■ EXERCISE DIRECTIONS: Every line of the data below must be output exactly, with images left out.

□ □ □

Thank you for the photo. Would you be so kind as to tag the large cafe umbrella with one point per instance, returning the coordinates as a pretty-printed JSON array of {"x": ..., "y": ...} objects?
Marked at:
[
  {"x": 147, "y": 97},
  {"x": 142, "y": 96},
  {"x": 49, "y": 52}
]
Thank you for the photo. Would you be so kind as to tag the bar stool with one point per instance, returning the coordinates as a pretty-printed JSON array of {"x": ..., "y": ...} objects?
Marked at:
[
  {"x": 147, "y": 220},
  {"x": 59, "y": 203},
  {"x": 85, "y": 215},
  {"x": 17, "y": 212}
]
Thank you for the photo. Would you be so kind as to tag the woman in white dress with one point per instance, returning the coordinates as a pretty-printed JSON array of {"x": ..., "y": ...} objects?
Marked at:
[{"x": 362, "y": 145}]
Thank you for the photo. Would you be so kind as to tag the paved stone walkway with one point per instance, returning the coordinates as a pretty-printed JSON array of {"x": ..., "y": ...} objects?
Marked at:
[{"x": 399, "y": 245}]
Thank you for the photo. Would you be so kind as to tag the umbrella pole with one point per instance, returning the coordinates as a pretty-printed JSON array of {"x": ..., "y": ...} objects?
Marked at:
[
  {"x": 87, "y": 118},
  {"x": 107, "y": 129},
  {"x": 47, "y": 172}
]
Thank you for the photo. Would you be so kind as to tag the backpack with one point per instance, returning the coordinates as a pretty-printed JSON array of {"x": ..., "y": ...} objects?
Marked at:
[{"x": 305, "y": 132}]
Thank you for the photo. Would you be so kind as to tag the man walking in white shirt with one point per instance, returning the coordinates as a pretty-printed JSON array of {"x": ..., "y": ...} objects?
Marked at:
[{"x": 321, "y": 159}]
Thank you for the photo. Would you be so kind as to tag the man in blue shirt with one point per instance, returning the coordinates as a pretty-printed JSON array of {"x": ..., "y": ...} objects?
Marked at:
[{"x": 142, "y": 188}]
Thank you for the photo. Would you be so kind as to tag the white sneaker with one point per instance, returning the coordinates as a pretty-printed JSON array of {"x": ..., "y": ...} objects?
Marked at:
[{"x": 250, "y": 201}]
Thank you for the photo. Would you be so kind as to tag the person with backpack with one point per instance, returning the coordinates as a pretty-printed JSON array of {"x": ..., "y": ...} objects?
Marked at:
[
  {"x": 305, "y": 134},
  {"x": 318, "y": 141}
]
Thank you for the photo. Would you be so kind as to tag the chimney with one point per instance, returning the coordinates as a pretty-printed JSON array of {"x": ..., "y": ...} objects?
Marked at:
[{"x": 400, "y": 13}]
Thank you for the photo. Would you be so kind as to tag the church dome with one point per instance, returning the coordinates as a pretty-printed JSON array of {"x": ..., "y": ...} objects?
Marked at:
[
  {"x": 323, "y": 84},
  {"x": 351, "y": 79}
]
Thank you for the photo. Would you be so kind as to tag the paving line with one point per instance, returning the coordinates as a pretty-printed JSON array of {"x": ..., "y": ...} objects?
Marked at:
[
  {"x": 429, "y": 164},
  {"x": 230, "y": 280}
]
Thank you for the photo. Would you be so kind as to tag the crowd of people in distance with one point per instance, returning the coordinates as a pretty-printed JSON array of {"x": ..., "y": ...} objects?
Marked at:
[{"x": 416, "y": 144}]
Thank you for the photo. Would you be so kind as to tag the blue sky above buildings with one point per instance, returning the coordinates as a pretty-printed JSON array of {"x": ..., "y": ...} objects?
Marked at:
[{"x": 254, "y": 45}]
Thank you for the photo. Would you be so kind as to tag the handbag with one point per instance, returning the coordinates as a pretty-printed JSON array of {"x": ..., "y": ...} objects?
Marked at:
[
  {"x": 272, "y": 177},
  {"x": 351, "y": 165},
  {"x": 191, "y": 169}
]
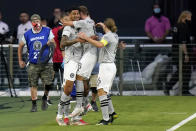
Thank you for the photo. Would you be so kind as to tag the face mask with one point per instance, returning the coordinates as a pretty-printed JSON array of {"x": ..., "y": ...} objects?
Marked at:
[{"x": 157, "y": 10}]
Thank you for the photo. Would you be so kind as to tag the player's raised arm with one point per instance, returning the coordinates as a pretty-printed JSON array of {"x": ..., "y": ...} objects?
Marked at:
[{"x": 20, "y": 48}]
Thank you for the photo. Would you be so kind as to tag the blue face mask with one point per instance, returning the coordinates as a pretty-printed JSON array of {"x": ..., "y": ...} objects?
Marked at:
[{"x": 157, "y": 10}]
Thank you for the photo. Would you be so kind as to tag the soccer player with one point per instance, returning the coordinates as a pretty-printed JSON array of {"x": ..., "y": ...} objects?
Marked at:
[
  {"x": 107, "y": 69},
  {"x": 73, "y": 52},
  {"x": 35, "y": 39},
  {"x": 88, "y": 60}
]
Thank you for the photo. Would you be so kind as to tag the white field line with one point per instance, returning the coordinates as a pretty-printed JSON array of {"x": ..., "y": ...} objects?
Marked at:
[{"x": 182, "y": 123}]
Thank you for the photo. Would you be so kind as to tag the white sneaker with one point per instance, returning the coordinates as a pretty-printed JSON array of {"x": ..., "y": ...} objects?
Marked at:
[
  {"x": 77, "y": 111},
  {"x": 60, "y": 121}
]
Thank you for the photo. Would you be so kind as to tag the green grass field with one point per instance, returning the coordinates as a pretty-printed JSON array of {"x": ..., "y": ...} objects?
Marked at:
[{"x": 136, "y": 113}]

□ □ □

■ EXPECTED OUTPUT:
Thank you for the photo. Would you be so kind as to tag the large cafe umbrella with one point per instance, returning the coordinates as a pretty-printed JSON array of {"x": ..., "y": ...} objects?
Marked at:
[
  {"x": 147, "y": 97},
  {"x": 142, "y": 96},
  {"x": 49, "y": 52}
]
Thank you for the photo. Would you be so kind as to tag the bar stool with one point per instance, returning the coordinates as a pretty-printed JSON array of {"x": ..., "y": ...} objects?
Marked at:
[
  {"x": 147, "y": 220},
  {"x": 59, "y": 203},
  {"x": 85, "y": 215},
  {"x": 17, "y": 212}
]
Thank you for the photo. Would you be so kind as to tag the woman in white dress with one point per instance, returning the coordinates as a pretty-printed JSON array of {"x": ..., "y": ...} objects?
Marked at:
[{"x": 362, "y": 145}]
Thank you for the photo. Would you be so kind as to tag the paved stone walkway with one point per instance, returning the coordinates as a pretty-printed JSON array of {"x": ..., "y": ...} objects?
Marked at:
[{"x": 399, "y": 245}]
Thank you for the photo. Would you be so kind as to tag the umbrella pole with one point per instance, returning the coordinates as a pretty-printed JSON array of {"x": ..., "y": ...} objects?
Marked at:
[
  {"x": 87, "y": 118},
  {"x": 107, "y": 129},
  {"x": 47, "y": 172}
]
Thank you for the photo. Would you be so kind as to tag the backpack with one point per instance, returning the coordinates as a pretty-printed JSON array of {"x": ..., "y": ...} objects?
Marked at:
[{"x": 305, "y": 132}]
Thank you for the photo. Would you be so kind as to tag the man walking in white shirt with one point per instance, returning the coordinates as a pretty-printed JSON array of {"x": ..., "y": ...} objects?
Marked at:
[{"x": 321, "y": 159}]
Thank you for the photo. Would you be so kind as to tag the man in blue shirt with one point per instance, returning the coordinates as a pretty-printed JSON array of {"x": ..., "y": ...} objects?
Marked at:
[{"x": 142, "y": 188}]
Thank you for the photo. Would you be so kind as to tag the white sneaker with one point per instance, returning the coordinates as a pretty-printed JSON array of {"x": ..., "y": ...} objects?
Marked at:
[{"x": 250, "y": 201}]
Thank you for the photo. Would you be so kind as to tag the person with backpack with one point per instance, returning the coordinates as a pretty-printed JSON array of {"x": ..., "y": ...} objects?
Marked at:
[
  {"x": 305, "y": 134},
  {"x": 318, "y": 141}
]
Thank you for the photo. Would you be so kind as to tag the chimney with one point per instance, returning the coordinates as a pretty-printed JSON array of {"x": ..., "y": ...} objects?
Marked at:
[{"x": 400, "y": 13}]
Thank you for the photo. Would you be so kind as to tag the church dome with one point per instance, returning the coordinates as a pretty-printed JSON array of {"x": ..., "y": ...} objects?
Marked at:
[
  {"x": 323, "y": 84},
  {"x": 351, "y": 79}
]
Thank you for the photo. Would you be so kind as to tag the paving line with one point per instance, returning the coordinates as a pretty-printed JSON array of {"x": ..., "y": ...} objects?
Marked at:
[
  {"x": 429, "y": 164},
  {"x": 230, "y": 280}
]
Thank you for the photo. Would you be so kind as to tag the crowd of people in distance with one point per instance, returning the coordinates as a pretty-printed JSON array of {"x": ..., "y": ...} objects?
Marked at:
[{"x": 416, "y": 144}]
Thank you for the photo. Would you be so kind as to tag the blue sky above buildings with one point per instance, returning the coordinates as a pretty-printed JSON array of {"x": ..., "y": ...} objects?
Marked at:
[{"x": 254, "y": 45}]
Thank you for the photo. Would you be so kind as to tag the handbag with one point per instance, returning the coordinates as a pretty-printed JSON array of {"x": ..., "y": ...} objects?
Marked at:
[
  {"x": 272, "y": 177},
  {"x": 351, "y": 165},
  {"x": 191, "y": 169}
]
Thank you for the photo. Would you be so kind as to tag the face mask with one point per instance, returning the coordinates as a pretty-printed JSON array of {"x": ..., "y": ...} objects?
Marked at:
[{"x": 157, "y": 10}]
Thank you for the photo. Would you be so kind as to tag the player's raised arm with one point per instance, returning the coordinates as a pretty-printed JSON array of {"x": ..., "y": ...} objects?
Marked at:
[{"x": 20, "y": 48}]
Thank you for the photo. Would you be so kind as to tag the blue face mask with one point per instance, returning the coordinates as a pretty-printed JSON array of {"x": ..., "y": ...} objects?
Marked at:
[{"x": 157, "y": 10}]
Thank you for the photo. Would you be so kind as to tag the soccer player with one point per instance, returning the coordinates as a pretty-printed JSON array of {"x": ..., "y": ...} objects?
Marked at:
[
  {"x": 107, "y": 69},
  {"x": 73, "y": 52},
  {"x": 35, "y": 39},
  {"x": 88, "y": 60}
]
Thank you for the photo. Would you be so kind as to tag the white field line with one point per instance, returning the coordinates as a pretty-printed JSON array of {"x": ..., "y": ...} objects?
Marked at:
[{"x": 182, "y": 123}]
Thank you for the photo. Would you be so kind as to tag the white sneaker with one point per instance, returning the coordinates as a pretty-printed JSON array of {"x": ..., "y": ...} objects?
Marked at:
[
  {"x": 77, "y": 111},
  {"x": 60, "y": 121}
]
Thank you for the photo. Would you be so kind as to tag the green grass field with one point per instance, returning the coordinates as a pretty-printed JSON array of {"x": ..., "y": ...} objects?
Marked at:
[{"x": 136, "y": 113}]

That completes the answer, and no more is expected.